>>>
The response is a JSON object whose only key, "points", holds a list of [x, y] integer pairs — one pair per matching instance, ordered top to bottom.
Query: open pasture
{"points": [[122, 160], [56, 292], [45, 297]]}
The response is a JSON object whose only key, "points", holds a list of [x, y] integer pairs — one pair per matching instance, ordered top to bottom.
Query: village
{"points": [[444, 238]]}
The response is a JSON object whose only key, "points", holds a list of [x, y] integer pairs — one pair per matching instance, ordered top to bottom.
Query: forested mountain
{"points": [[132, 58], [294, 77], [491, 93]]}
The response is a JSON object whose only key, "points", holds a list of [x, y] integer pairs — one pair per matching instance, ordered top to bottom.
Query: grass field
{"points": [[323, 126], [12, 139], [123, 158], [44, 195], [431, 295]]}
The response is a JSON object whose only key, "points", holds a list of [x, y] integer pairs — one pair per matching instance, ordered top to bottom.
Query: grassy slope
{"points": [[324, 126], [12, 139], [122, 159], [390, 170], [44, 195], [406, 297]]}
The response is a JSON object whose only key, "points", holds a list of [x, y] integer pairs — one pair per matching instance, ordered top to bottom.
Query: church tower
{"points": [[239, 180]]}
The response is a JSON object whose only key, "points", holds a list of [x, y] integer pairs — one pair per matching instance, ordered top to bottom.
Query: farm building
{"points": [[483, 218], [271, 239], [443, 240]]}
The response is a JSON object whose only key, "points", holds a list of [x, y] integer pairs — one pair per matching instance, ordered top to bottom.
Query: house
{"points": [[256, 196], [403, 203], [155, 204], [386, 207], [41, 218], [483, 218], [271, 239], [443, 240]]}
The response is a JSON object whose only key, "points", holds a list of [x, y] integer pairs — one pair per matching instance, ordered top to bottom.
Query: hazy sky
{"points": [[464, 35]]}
<<<
▶ **Work to be completed**
All of the records must be retyped exactly as they are.

▶ **Expected answer**
The response is a JSON object whose only key, "points", holds a list of [x, y] integer pairs — one pair per matching instance, ordered top to bottom.
Query: open pasture
{"points": [[122, 160], [56, 292], [45, 297]]}
The response is a JSON object whose only key, "points", holds a list of [x, y] integer pairs — one pair per matching instance, ordered top to bottom.
Query: village
{"points": [[444, 238]]}
The response is a JSON object whose only key, "points", holds a list of [x, y] integer pairs — one pair per matching instance, ordered top to bottom.
Query: forested mountain
{"points": [[132, 58], [294, 77], [491, 93]]}
The response is a JSON object whose only key, "points", holds a list of [x, y] integer pairs — one pair per matching instance, ordered top to bottom.
Query: grass field
{"points": [[323, 126], [12, 139], [123, 158], [44, 195], [431, 295]]}
The response is a JSON object whose only key, "points", holds a list of [x, y] integer pairs — one pair per matching instance, ordered top to bottom.
Query: grassy slope
{"points": [[324, 126], [12, 139], [122, 159], [390, 170], [44, 195], [406, 297]]}
The response is a JSON object whose only key, "points", holds a list of [x, y] integer pairs — one pair per matching instance, ordered top to bottom.
Query: church tower
{"points": [[239, 180]]}
The response is a JSON object whose only key, "points", holds a list of [x, y] integer pairs — one pair per matching instance, ordered top to bottom.
Query: farm building
{"points": [[483, 218], [271, 239], [443, 240]]}
The response is a JSON object whose only key, "points", holds a list of [x, y] integer pairs — one pair per matching instance, ordered top to bottom.
Query: house
{"points": [[256, 196], [403, 203], [155, 204], [386, 207], [41, 218], [483, 218], [271, 239], [443, 240]]}
The response is a JSON object whose only key, "points", holds a list of [x, y] integer pairs — one pair per matching instance, ordered top to bottom.
Query: hazy sky
{"points": [[464, 35]]}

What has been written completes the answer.